_REQUIREMENTS_. Retype exactly the lines that run from the line with "task | indicate the backpack" to the final line of the entries, keeping both ends and nothing else.

::::::

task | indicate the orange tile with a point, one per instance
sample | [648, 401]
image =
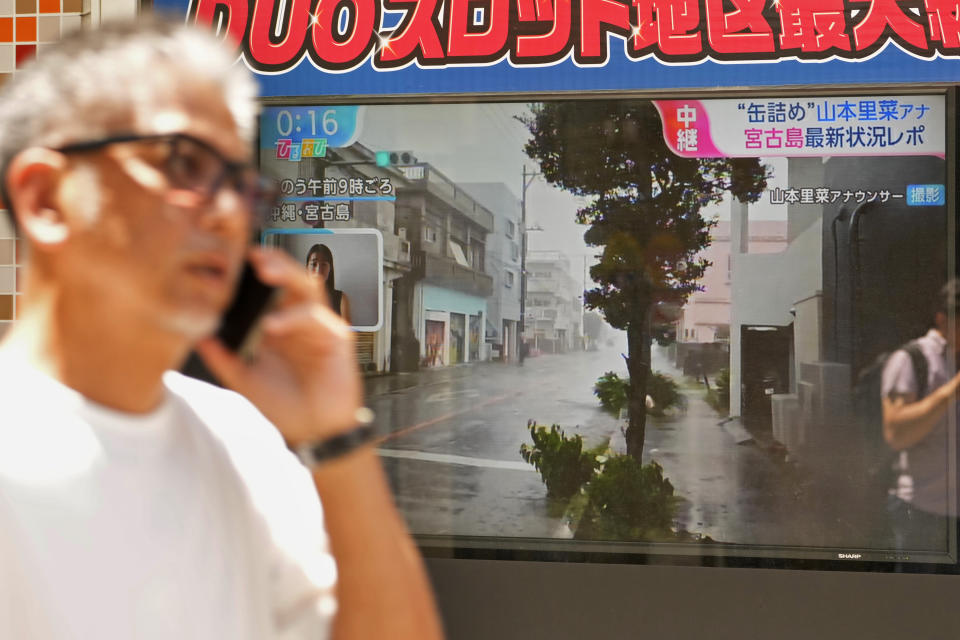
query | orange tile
[26, 29]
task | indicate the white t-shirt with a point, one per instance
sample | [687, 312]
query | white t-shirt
[193, 521]
[923, 469]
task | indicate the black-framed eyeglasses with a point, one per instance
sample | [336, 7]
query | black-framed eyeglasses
[194, 165]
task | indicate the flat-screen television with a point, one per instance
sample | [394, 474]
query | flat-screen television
[696, 329]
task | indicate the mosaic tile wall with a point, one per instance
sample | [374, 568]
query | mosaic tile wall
[26, 27]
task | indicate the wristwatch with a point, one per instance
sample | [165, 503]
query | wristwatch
[313, 453]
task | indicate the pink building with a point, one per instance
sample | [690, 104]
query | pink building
[706, 316]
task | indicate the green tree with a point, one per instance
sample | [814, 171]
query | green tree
[645, 213]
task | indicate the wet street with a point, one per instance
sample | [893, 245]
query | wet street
[452, 440]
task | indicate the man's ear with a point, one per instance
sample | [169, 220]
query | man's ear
[32, 180]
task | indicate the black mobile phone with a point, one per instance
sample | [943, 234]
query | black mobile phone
[239, 321]
[238, 326]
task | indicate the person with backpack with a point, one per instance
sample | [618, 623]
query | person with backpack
[916, 427]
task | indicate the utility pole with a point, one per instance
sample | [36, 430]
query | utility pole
[527, 180]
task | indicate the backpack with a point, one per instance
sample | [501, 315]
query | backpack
[878, 459]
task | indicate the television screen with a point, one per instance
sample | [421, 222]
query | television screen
[705, 329]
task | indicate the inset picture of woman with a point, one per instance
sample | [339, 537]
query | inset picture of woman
[320, 264]
[347, 263]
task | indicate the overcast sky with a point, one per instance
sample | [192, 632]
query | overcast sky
[483, 142]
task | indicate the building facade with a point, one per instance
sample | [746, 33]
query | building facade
[553, 306]
[503, 265]
[441, 310]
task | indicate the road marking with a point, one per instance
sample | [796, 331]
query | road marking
[446, 458]
[447, 416]
[450, 395]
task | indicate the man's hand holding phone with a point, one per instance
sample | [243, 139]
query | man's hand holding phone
[304, 377]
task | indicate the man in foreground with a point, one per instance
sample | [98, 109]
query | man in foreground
[136, 502]
[916, 422]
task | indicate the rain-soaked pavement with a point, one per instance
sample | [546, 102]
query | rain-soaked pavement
[452, 453]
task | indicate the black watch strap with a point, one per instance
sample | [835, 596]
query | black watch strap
[314, 453]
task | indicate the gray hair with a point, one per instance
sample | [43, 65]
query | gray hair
[93, 83]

::::::

_WRITTEN REPLY_.
task | indicate the backpack with a point, one per instance
sample | [501, 315]
query | backpack
[878, 459]
task | indicate the television screen with a point, one per instance
sample | [421, 222]
query | television screen
[705, 329]
task | indicate the inset picture of woman with a point, one per instance
sample | [339, 537]
query | inset picture of woman
[320, 264]
[347, 263]
task | indicate the overcast sky with a point, one per instance
sample | [192, 632]
query | overcast sky
[483, 142]
task | indicate the building facade with a point, one per instance
sample | [746, 33]
query | building facade
[553, 306]
[503, 265]
[441, 310]
task | indicate the road marking with a point, one per instance
sample | [796, 331]
query | road marking
[446, 458]
[447, 416]
[450, 395]
task | indicate the man's hand holding phone with a point, one per instance
sample | [243, 139]
query | man's hand holding phone
[304, 377]
task | indicate the man in foreground with a point, one per instance
sample | [98, 109]
query | man in foreground
[136, 502]
[916, 422]
task | indicate the rain-soaked pavement with a point, one per instance
sample | [546, 102]
query | rain-soaked pavement
[452, 453]
task | indicate the black watch strap with a point, one per instance
sample | [835, 596]
query | black watch strap
[314, 453]
task | indicate the gray hair with a point, one per instance
sample | [43, 65]
query | gray hair
[93, 83]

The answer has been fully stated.